> **WHAT YOU HAVE TO DO**: Please write out the entries below word for word, starting at the line that contains "[trace] sky" and stopping after the final line of the entries.

++++ DATA ENTRIES

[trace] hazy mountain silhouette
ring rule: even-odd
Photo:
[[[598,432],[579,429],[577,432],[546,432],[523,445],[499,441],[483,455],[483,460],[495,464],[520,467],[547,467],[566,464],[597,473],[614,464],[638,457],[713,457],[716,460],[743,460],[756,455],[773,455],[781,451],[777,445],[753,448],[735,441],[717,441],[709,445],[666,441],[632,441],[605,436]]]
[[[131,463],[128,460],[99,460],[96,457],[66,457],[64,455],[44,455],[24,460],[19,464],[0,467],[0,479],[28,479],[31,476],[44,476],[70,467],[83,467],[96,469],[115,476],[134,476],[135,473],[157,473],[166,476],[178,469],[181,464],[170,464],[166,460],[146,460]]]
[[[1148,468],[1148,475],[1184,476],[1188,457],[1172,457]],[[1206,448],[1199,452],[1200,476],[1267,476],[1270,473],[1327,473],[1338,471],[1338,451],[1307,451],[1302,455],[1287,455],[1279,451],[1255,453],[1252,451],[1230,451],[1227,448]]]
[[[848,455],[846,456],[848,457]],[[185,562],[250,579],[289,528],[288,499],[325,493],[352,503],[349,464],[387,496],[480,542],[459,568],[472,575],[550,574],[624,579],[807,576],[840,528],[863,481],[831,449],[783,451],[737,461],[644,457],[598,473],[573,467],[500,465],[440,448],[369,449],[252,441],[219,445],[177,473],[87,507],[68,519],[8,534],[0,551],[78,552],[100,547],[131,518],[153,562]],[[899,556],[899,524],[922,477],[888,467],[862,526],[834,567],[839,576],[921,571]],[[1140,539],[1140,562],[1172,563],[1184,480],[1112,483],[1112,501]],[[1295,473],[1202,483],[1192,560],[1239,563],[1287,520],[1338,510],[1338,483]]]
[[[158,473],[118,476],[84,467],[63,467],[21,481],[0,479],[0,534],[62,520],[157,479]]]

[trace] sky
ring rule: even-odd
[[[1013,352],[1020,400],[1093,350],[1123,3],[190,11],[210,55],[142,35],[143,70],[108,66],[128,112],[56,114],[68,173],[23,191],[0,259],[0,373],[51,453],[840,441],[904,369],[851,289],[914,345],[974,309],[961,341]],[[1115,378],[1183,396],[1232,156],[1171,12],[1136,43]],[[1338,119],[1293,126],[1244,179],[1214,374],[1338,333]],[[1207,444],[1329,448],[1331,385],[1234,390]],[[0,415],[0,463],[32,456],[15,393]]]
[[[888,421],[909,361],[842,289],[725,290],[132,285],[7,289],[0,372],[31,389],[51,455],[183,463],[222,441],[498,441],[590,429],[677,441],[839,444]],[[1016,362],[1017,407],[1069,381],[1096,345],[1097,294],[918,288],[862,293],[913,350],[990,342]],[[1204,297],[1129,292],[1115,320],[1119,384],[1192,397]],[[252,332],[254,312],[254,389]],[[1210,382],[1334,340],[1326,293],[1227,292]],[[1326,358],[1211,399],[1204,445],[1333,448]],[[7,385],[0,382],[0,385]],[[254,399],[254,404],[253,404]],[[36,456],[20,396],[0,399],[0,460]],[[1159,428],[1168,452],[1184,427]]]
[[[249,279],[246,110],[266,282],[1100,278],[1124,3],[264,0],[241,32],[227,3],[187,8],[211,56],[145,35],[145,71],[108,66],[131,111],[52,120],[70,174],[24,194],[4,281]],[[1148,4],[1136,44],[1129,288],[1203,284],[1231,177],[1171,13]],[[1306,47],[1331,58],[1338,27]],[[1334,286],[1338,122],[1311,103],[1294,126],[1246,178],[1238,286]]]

++++++++

> **FINAL RESULT**:
[trace] sky
ring rule: even-odd
[[[1013,352],[1020,400],[1093,350],[1123,3],[190,11],[210,55],[142,35],[143,70],[108,66],[128,112],[56,114],[68,173],[23,191],[0,259],[0,373],[51,453],[840,441],[904,369],[851,289],[914,345],[974,309],[961,341]],[[1115,378],[1183,396],[1232,156],[1171,12],[1136,43]],[[1338,119],[1293,126],[1244,179],[1214,374],[1338,333]],[[1207,444],[1329,448],[1331,385],[1234,390]],[[0,415],[0,463],[32,456],[15,393]]]
[[[888,421],[909,361],[842,289],[725,290],[132,285],[7,289],[0,372],[31,389],[51,455],[183,463],[222,441],[498,441],[590,429],[677,441],[839,444]],[[1016,362],[1017,407],[1069,381],[1096,345],[1097,294],[918,288],[862,293],[913,350],[990,342]],[[1204,297],[1129,292],[1115,320],[1119,384],[1192,397]],[[252,332],[254,312],[254,389]],[[1210,382],[1334,340],[1326,293],[1227,292]],[[1326,358],[1211,399],[1204,445],[1333,448]],[[7,385],[0,382],[0,385]],[[254,399],[254,404],[253,404]],[[36,456],[20,396],[0,399],[0,460]],[[1159,428],[1168,452],[1184,427]]]
[[[249,279],[246,110],[266,282],[1100,278],[1124,3],[264,0],[241,32],[227,3],[187,8],[211,56],[145,35],[145,71],[108,66],[131,111],[52,120],[70,174],[24,194],[4,281]],[[1148,4],[1136,44],[1129,288],[1203,284],[1231,177],[1171,13]],[[1306,47],[1331,58],[1338,27]],[[1334,286],[1338,122],[1311,103],[1294,126],[1246,178],[1238,286]]]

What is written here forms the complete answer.